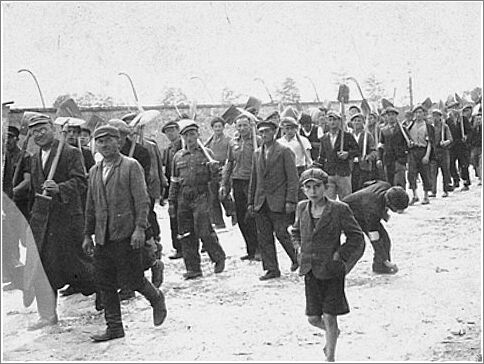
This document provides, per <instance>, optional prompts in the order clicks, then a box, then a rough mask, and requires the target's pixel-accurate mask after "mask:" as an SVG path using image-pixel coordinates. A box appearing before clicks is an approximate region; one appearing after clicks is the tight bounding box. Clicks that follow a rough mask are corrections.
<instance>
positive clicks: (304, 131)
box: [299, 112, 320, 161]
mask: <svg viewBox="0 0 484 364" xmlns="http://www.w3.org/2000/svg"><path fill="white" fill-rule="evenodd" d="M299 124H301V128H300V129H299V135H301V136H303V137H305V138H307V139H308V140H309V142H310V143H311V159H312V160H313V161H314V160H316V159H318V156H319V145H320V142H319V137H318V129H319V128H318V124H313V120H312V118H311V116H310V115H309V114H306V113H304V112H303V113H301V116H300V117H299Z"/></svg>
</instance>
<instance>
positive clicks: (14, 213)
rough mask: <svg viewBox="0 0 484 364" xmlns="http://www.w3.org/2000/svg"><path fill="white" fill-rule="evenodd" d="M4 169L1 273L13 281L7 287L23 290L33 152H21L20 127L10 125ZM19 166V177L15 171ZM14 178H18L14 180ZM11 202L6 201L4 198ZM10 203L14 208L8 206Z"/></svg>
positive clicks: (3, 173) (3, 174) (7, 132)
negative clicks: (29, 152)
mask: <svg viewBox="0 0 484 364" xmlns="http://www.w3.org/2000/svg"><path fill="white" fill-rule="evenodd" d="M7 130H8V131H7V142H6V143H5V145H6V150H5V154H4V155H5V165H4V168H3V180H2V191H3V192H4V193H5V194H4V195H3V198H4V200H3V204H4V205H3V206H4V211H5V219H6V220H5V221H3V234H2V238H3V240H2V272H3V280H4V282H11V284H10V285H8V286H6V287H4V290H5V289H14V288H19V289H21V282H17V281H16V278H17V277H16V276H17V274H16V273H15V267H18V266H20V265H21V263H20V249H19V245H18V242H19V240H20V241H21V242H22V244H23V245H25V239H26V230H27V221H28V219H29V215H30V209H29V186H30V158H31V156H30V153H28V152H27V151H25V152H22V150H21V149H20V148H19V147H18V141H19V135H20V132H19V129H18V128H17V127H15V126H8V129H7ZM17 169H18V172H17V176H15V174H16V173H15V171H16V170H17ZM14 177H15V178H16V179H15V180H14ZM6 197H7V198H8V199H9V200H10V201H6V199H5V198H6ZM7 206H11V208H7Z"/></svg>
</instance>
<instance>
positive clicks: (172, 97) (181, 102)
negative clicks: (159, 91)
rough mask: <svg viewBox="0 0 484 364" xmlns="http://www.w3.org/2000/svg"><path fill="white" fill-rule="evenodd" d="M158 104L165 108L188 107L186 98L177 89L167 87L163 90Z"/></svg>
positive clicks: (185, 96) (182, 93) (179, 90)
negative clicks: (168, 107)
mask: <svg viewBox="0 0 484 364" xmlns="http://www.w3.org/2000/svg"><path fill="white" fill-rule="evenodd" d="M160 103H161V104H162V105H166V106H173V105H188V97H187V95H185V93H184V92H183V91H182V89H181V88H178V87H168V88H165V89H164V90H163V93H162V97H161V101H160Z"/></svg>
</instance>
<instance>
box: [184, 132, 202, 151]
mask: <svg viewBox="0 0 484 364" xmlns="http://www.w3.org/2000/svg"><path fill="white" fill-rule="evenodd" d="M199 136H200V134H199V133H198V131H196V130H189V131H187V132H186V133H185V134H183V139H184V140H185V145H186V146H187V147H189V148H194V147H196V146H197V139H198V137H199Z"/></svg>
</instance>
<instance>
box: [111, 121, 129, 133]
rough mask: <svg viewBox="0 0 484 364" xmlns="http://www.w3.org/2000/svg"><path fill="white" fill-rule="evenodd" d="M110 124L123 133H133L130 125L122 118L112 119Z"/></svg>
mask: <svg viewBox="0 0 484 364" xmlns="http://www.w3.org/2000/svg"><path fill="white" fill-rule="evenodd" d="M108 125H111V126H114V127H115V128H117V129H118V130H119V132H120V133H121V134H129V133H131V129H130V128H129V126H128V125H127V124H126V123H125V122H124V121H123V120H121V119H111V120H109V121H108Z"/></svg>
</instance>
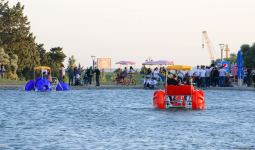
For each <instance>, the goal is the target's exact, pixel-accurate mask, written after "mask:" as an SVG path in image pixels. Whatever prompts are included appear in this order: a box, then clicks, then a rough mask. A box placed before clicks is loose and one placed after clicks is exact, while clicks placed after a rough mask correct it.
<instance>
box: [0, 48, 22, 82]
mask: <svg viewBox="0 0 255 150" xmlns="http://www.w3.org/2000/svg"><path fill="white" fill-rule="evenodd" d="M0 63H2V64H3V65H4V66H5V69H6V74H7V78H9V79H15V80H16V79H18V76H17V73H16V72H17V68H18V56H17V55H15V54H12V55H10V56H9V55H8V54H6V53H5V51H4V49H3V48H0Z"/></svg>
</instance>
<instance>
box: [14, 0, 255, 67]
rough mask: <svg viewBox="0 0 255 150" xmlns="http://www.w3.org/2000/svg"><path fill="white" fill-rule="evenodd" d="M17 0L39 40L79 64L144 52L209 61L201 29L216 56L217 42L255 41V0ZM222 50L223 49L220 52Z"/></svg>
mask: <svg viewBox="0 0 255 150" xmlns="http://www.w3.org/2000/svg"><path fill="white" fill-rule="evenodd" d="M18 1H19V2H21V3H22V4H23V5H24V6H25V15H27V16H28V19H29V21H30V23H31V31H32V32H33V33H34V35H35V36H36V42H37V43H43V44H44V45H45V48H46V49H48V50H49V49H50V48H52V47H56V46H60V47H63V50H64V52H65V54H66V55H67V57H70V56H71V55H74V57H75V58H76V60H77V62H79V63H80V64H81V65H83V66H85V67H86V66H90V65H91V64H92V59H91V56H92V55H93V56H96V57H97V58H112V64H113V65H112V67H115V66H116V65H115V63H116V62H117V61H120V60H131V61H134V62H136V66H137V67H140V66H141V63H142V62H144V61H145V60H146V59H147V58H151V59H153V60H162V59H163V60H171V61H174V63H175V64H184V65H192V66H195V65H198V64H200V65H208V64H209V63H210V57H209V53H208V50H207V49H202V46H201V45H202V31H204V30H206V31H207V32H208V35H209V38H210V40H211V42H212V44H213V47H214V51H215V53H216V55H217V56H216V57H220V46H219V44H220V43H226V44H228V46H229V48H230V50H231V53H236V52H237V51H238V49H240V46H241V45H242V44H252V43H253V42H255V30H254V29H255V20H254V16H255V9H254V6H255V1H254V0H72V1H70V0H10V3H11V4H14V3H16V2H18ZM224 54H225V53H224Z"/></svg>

TASK DETAILS:
An exact copy of the lines above between the line holding "positive clicks: (185, 96)" and the line holding "box: [111, 121, 129, 133]", inclusive, is the whole answer.

RESULT:
positive clicks: (185, 96) (182, 93) (179, 90)
negative clicks: (168, 107)
mask: <svg viewBox="0 0 484 364" xmlns="http://www.w3.org/2000/svg"><path fill="white" fill-rule="evenodd" d="M160 103H161V104H162V105H166V106H173V105H188V97H187V95H185V93H184V92H183V91H182V89H181V88H178V87H168V88H165V89H164V90H163V93H162V97H161V101H160Z"/></svg>
</instance>
<instance>
box: [184, 132, 202, 151]
mask: <svg viewBox="0 0 484 364" xmlns="http://www.w3.org/2000/svg"><path fill="white" fill-rule="evenodd" d="M199 136H200V134H199V133H198V131H196V130H189V131H187V132H186V133H185V134H183V139H184V140H185V145H186V146H187V147H189V148H194V147H196V146H197V139H198V137H199Z"/></svg>
</instance>
<instance>
box: [111, 121, 129, 133]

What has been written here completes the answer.